■ Ziel der Aufgabe: Schreibe aus der Plattenkritik zu den Gebrüdern Engel alles von „Ein paar Engel“ bis hinunter zu „weiteren Karriere beibehalten.“ wortgetreu ab.

■ Quelle:
■ ■ ■ ■ ■

LP-Review zu Gebrüder Engel - Skandal

Ein paar Engel in der Vorweihnachtszeit… wie passend. Besinnlich und liebreizend? Weit gefehlt. Die Engel, die ich meine, rocken. Speziell den Bertram Engel hat wahrscheinlich jeder von euch schon gehört, allerdings vielleicht nicht gerade in seiner Himmelsbotenversion. Bertram Passmann (wie er bürgerlich heißt) trommelt seit Ewigkeiten beim Panik-Udo und bei Peter Maffay. Mit seinem älteren Bruder Thomas, der später als Geier Carlo bei der Geier Sturzflug-Neuauflage (Mitte der 90er Jahre) in die Hände spuckte bzw. das Gesangs-Mikro in selbige nahm, hatte er die Gebrüder Engel Mitte der 70er Jahre gegründet. Namensgeber war die blonde Lockenpracht der beiden Brüder, den Engel haben sie auch in ihrer weiteren Karriere beibehalten.

Neben den Brüdern besteht die Band aus dem weiteren Lindenberg und Maffay Weggefährten Steffi Stephan, der den Gebrüder Engel-Alben nicht nur den coolen Groove verpasste, sondern sie auch produzierte. Auch Karl Allaut kam aus dem Udo-Umfeld, er wirkte auf  "Alles klar auf der Andrea Doria" und "Ball Pompös" mit, während Thomas (inzwischen Carola) Kretschmer mit Udo sogar schon den "Daumen im Wind" hatte und bereits1972 bei Kravetz auf dessen gleichnamigem Album an der Gitarre wirkte. Alle Mitwirkenden waren darüber hinaus bei unzähligen anderen namhaften Musikern aktiv, es würde den Rahmen sprengen, hier alle aufzuzählen.

■ ■ ■ ■ ■

[Dateneinträge]
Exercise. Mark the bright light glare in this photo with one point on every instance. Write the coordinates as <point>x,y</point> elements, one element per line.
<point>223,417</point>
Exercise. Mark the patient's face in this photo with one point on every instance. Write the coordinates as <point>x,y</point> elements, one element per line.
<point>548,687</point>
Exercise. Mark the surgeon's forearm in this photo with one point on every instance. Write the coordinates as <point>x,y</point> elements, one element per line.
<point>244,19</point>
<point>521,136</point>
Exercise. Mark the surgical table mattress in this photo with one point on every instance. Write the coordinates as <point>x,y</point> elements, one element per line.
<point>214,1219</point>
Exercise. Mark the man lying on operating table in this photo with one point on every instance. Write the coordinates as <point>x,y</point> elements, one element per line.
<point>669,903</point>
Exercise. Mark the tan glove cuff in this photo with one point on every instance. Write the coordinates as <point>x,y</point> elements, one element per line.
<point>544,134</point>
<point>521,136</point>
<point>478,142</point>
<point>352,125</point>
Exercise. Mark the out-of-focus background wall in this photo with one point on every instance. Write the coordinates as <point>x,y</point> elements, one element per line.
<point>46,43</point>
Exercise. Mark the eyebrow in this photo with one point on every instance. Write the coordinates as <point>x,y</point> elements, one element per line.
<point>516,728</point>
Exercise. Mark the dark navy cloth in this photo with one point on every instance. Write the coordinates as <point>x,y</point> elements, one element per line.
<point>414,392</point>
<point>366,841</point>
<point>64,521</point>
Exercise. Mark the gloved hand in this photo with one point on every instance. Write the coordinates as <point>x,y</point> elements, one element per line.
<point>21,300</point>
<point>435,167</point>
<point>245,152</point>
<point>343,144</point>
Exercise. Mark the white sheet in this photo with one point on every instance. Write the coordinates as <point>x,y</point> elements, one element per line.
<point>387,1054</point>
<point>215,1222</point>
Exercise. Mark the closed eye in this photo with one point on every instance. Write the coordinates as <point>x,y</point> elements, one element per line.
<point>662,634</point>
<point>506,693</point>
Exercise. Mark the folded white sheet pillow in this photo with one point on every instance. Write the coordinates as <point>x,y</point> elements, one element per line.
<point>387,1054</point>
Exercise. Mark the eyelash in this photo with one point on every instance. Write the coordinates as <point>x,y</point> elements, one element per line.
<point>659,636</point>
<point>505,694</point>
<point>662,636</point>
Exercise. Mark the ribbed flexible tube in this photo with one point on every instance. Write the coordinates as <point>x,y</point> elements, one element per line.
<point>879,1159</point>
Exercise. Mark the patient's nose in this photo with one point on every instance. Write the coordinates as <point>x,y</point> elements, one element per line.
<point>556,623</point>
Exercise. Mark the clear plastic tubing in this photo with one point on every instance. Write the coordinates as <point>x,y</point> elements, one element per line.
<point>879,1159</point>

■ ■ ■ ■ ■

■ Erledigte Aufgabe:
Ein paar Engel in der Vorweihnachtszeit… wie passend. Besinnlich und liebreizend? Weit gefehlt. Die Engel, die ich meine, rocken. Speziell den Bertram Engel hat wahrscheinlich jeder von euch schon gehört, allerdings vielleicht nicht gerade in seiner Himmelsbotenversion. Bertram Passmann (wie er bürgerlich heißt) trommelt seit Ewigkeiten beim Panik-Udo und bei Peter Maffay. Mit seinem älteren Bruder Thomas, der später als Geier Carlo bei der Geier Sturzflug-Neuauflage (Mitte der 90er Jahre) in die Hände spuckte bzw. das Gesangs-Mikro in selbige nahm, hatte er die Gebrüder Engel Mitte der 70er Jahre gegründet. Namensgeber war die blonde Lockenpracht der beiden Brüder, den Engel haben sie auch in ihrer weiteren Karriere beibehalten.